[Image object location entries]
▬▬▬▬▬▬▬▬▬▬
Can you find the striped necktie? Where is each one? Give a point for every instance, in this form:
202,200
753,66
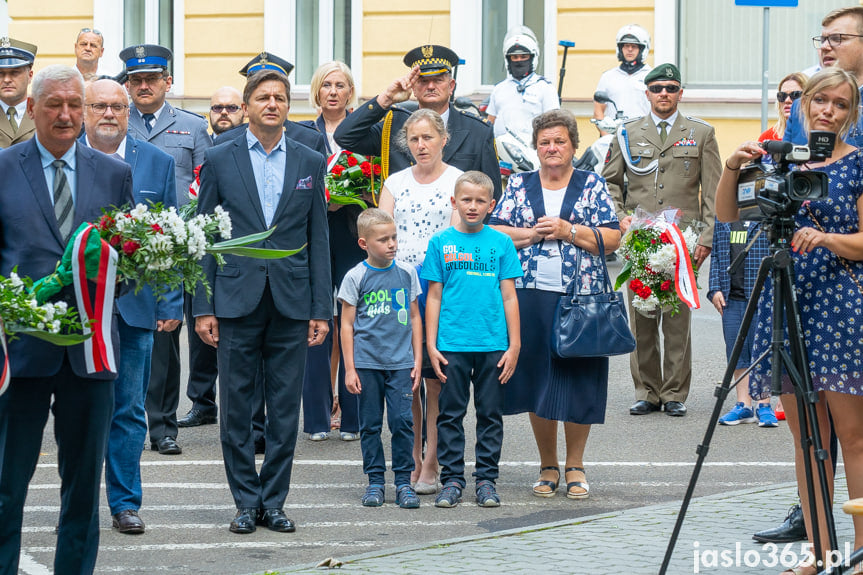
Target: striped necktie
63,207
▬▬▬▬▬▬▬▬▬▬
■ **Exercise prompt**: Put every line of the entries above into a JSON array of strings, one string per line, omitting blank lines and the picture lines.

■ **Complete response**:
[
  "Can you find the striped necktie? Where is each one? Give a point for every instance, in this form:",
  "202,200",
  "753,66",
  "Target: striped necktie",
  "63,207"
]